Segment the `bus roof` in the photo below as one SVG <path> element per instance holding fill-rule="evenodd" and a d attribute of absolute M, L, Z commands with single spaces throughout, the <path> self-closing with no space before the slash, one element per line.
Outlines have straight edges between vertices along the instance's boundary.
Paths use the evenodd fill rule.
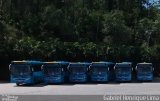
<path fill-rule="evenodd" d="M 122 62 L 122 63 L 116 63 L 115 67 L 131 67 L 132 64 L 131 63 L 126 63 L 126 62 Z"/>
<path fill-rule="evenodd" d="M 76 68 L 76 67 L 86 67 L 87 68 L 88 65 L 82 62 L 74 62 L 68 65 L 68 68 Z"/>
<path fill-rule="evenodd" d="M 144 63 L 137 63 L 137 66 L 139 66 L 139 65 L 152 65 L 152 63 L 146 63 L 146 62 L 144 62 Z"/>

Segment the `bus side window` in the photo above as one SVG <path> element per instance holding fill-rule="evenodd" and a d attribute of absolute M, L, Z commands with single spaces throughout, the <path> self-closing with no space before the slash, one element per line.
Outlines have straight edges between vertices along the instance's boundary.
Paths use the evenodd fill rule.
<path fill-rule="evenodd" d="M 32 68 L 33 68 L 34 72 L 41 71 L 41 65 L 34 65 L 34 66 L 32 66 Z"/>

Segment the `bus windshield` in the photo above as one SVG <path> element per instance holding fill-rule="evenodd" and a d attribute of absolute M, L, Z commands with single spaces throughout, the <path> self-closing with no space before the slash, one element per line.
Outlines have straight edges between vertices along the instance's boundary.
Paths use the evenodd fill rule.
<path fill-rule="evenodd" d="M 31 69 L 28 65 L 12 65 L 11 73 L 13 75 L 27 75 L 31 73 Z"/>
<path fill-rule="evenodd" d="M 151 66 L 140 66 L 137 68 L 139 72 L 151 72 L 152 67 Z"/>
<path fill-rule="evenodd" d="M 87 72 L 87 68 L 85 67 L 76 67 L 76 68 L 71 68 L 72 73 L 85 73 Z"/>
<path fill-rule="evenodd" d="M 47 66 L 44 68 L 45 74 L 55 75 L 55 74 L 61 74 L 62 68 L 60 67 L 54 67 L 54 66 Z"/>
<path fill-rule="evenodd" d="M 107 71 L 107 68 L 105 68 L 105 67 L 93 67 L 92 68 L 92 73 L 99 73 L 99 72 L 101 72 L 101 73 L 104 73 L 104 72 L 106 72 Z"/>
<path fill-rule="evenodd" d="M 116 68 L 116 72 L 117 73 L 128 73 L 130 72 L 130 68 L 127 68 L 127 67 L 118 67 Z"/>

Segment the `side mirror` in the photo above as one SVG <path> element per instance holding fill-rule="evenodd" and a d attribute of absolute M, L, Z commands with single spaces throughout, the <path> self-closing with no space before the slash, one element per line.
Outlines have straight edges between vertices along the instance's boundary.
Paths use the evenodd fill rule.
<path fill-rule="evenodd" d="M 11 64 L 9 65 L 9 70 L 11 71 Z"/>
<path fill-rule="evenodd" d="M 32 68 L 31 70 L 32 70 L 32 72 L 34 71 L 34 69 L 33 69 L 33 68 Z"/>

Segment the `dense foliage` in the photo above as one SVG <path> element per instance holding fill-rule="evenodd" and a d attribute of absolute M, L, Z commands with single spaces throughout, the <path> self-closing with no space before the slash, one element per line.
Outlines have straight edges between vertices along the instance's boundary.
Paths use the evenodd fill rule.
<path fill-rule="evenodd" d="M 160 61 L 150 0 L 0 0 L 1 60 Z"/>

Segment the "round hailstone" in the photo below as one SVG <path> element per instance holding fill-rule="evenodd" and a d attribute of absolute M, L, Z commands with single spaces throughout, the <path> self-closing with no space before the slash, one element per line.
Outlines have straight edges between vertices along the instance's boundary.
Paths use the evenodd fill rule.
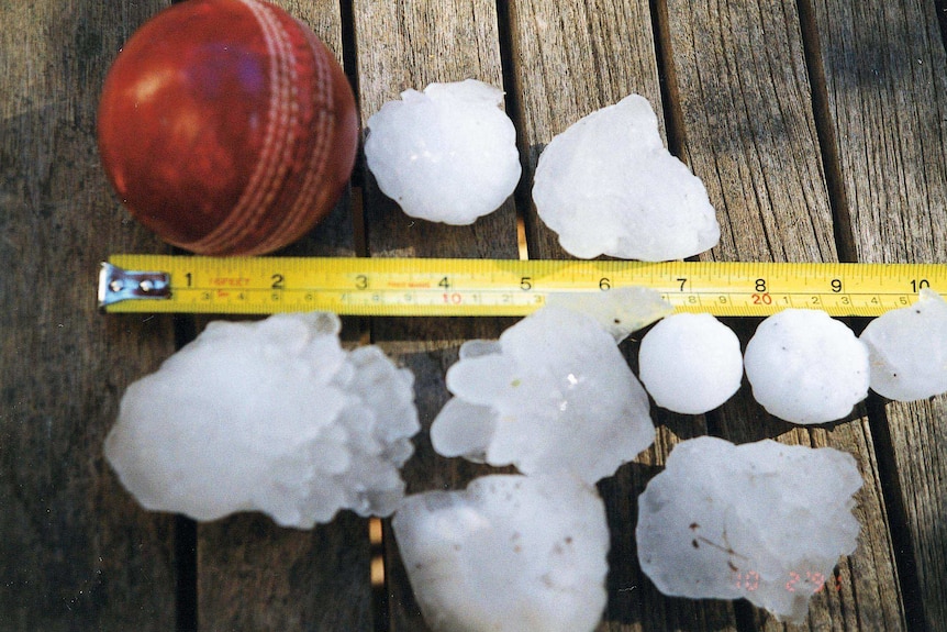
<path fill-rule="evenodd" d="M 638 375 L 658 406 L 686 414 L 704 413 L 739 390 L 739 339 L 711 314 L 668 317 L 642 340 Z"/>
<path fill-rule="evenodd" d="M 408 497 L 392 526 L 435 632 L 591 632 L 602 617 L 609 529 L 594 487 L 486 476 Z"/>
<path fill-rule="evenodd" d="M 612 336 L 589 315 L 547 306 L 500 341 L 473 341 L 447 372 L 434 450 L 523 474 L 611 476 L 648 447 L 648 396 Z"/>
<path fill-rule="evenodd" d="M 947 302 L 934 290 L 924 288 L 913 306 L 868 323 L 861 341 L 874 392 L 912 401 L 947 391 Z"/>
<path fill-rule="evenodd" d="M 467 79 L 406 90 L 368 119 L 365 157 L 381 191 L 412 218 L 470 224 L 520 181 L 503 92 Z"/>
<path fill-rule="evenodd" d="M 339 509 L 388 515 L 417 432 L 413 376 L 338 318 L 213 322 L 131 385 L 105 457 L 146 509 L 214 520 L 263 511 L 309 529 Z"/>
<path fill-rule="evenodd" d="M 638 498 L 638 562 L 665 595 L 745 597 L 802 622 L 855 551 L 860 487 L 855 459 L 831 447 L 683 441 Z"/>
<path fill-rule="evenodd" d="M 539 156 L 533 200 L 577 257 L 679 259 L 720 241 L 703 184 L 665 149 L 657 117 L 638 95 L 553 138 Z"/>
<path fill-rule="evenodd" d="M 793 423 L 842 419 L 868 396 L 868 347 L 824 311 L 788 309 L 762 321 L 744 366 L 754 398 Z"/>

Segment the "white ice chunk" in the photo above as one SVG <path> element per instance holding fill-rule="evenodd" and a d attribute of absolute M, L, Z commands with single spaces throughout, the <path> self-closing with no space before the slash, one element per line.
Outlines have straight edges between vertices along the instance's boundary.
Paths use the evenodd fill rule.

####

_YOUR GOAL_. Repeat each line of the records above exactly, but do not copy the pictures.

_COMPLETE OUTPUT_.
Segment the `bus roof` in the photo below as one SVG <path> element per instance holding fill-rule="evenodd" and a d attribute of absolute M, L, Z commands with single spaces throughout, the <path> self-closing with no space before the slash, one element per line.
Outlines have straight edges between vertices along the instance's boundary.
Paths use the evenodd fill rule.
<path fill-rule="evenodd" d="M 122 62 L 122 63 L 116 63 L 115 67 L 131 67 L 132 64 L 131 63 L 126 63 L 126 62 Z"/>
<path fill-rule="evenodd" d="M 76 68 L 76 67 L 86 67 L 87 68 L 88 65 L 82 62 L 74 62 L 68 65 L 68 68 Z"/>
<path fill-rule="evenodd" d="M 144 63 L 137 63 L 137 66 L 139 66 L 139 65 L 152 65 L 152 63 L 146 63 L 146 62 L 144 62 Z"/>

Segment the `bus side window` in the photo above as one SVG <path> element per instance holding fill-rule="evenodd" and a d attribute of absolute M, L, Z commands with single spaces throughout, the <path> self-closing with no space before the slash, one element per line.
Outlines have straight edges between vertices along the instance's boundary.
Paths use the evenodd fill rule.
<path fill-rule="evenodd" d="M 32 68 L 33 68 L 34 72 L 41 71 L 41 65 L 34 65 L 34 66 L 32 66 Z"/>

Segment the `bus windshield` in the photo above as one SVG <path> element per instance holding fill-rule="evenodd" and a d attribute of absolute M, L, Z commands with single spaces throughout, the <path> self-closing with no space before the slash, one element per line.
Outlines have straight edges between vertices along the instance's boundary.
Paths use the evenodd fill rule.
<path fill-rule="evenodd" d="M 31 69 L 28 65 L 12 65 L 11 73 L 13 75 L 27 75 L 31 73 Z"/>
<path fill-rule="evenodd" d="M 151 66 L 140 66 L 137 68 L 139 72 L 151 72 L 152 67 Z"/>
<path fill-rule="evenodd" d="M 87 72 L 87 68 L 85 67 L 76 67 L 76 68 L 71 68 L 72 73 L 85 73 Z"/>
<path fill-rule="evenodd" d="M 47 66 L 44 68 L 45 74 L 55 75 L 55 74 L 61 74 L 62 68 L 60 67 L 54 67 L 54 66 Z"/>
<path fill-rule="evenodd" d="M 107 71 L 107 68 L 105 68 L 105 67 L 93 67 L 92 68 L 92 73 L 99 73 L 99 72 L 101 72 L 101 73 L 104 73 L 104 72 L 106 72 Z"/>
<path fill-rule="evenodd" d="M 116 68 L 116 72 L 117 73 L 128 73 L 130 72 L 130 68 L 127 68 L 127 67 L 118 67 Z"/>

Segment the `side mirror` in the photo above as one SVG <path> element per instance holding fill-rule="evenodd" and a d attribute of absolute M, L, Z commands with single spaces throughout, the <path> self-closing with no space before the slash, one element per line.
Outlines have straight edges between vertices along the instance's boundary.
Paths use the evenodd fill rule.
<path fill-rule="evenodd" d="M 11 64 L 9 65 L 9 70 L 11 71 Z"/>
<path fill-rule="evenodd" d="M 32 68 L 31 70 L 32 70 L 32 72 L 34 71 L 34 69 L 33 69 L 33 68 Z"/>

Segment the `dense foliage` in the photo above as one SVG <path> element per instance holding fill-rule="evenodd" and a d attribute of absolute M, L, Z commands with single spaces throughout, the <path> self-closing with no space before the slash, one element per line.
Outlines have straight edges between vertices along the instance's boundary.
Paths use the evenodd fill rule.
<path fill-rule="evenodd" d="M 160 61 L 150 0 L 0 0 L 1 60 Z"/>

Segment the "round hailstone" in the photo below as one SVG <path> element per instance holding fill-rule="evenodd" and a d attribute of absolute M, L, Z commands with single spaces throughout, the <path> self-closing with no space before the slash, one element per line.
Outlines have straight edges between vertices along the instance's boundary.
Paths use the evenodd fill rule.
<path fill-rule="evenodd" d="M 638 375 L 658 406 L 686 414 L 704 413 L 739 390 L 739 339 L 711 314 L 668 317 L 642 340 Z"/>
<path fill-rule="evenodd" d="M 408 497 L 392 526 L 435 632 L 591 632 L 602 617 L 609 529 L 594 487 L 486 476 Z"/>
<path fill-rule="evenodd" d="M 612 336 L 589 315 L 547 306 L 500 341 L 473 341 L 447 372 L 434 450 L 523 474 L 611 476 L 648 447 L 648 396 Z"/>
<path fill-rule="evenodd" d="M 947 302 L 934 290 L 924 288 L 913 306 L 868 323 L 861 341 L 874 392 L 912 401 L 947 391 Z"/>
<path fill-rule="evenodd" d="M 467 79 L 406 90 L 368 119 L 365 157 L 381 191 L 412 218 L 470 224 L 520 181 L 503 92 Z"/>
<path fill-rule="evenodd" d="M 339 509 L 388 515 L 417 432 L 413 376 L 338 318 L 213 322 L 131 385 L 105 457 L 146 509 L 214 520 L 263 511 L 309 529 Z"/>
<path fill-rule="evenodd" d="M 638 498 L 638 562 L 665 595 L 745 597 L 802 622 L 855 551 L 860 487 L 855 459 L 831 447 L 683 441 Z"/>
<path fill-rule="evenodd" d="M 539 156 L 533 200 L 577 257 L 679 259 L 720 241 L 703 184 L 665 149 L 657 117 L 638 95 L 553 138 Z"/>
<path fill-rule="evenodd" d="M 793 423 L 842 419 L 868 396 L 868 347 L 824 311 L 788 309 L 762 321 L 744 366 L 754 398 Z"/>

Segment the "white ice chunk" in the photo above as one SVG <path> element per instance holding fill-rule="evenodd" and a d attribute of absolute M, L, Z commands with single spaces throughout, the <path> self-closing with no space before the slash, one element per line.
Outlines have straight edges between vertices along the instance's boundary.
Paths use the evenodd fill rule.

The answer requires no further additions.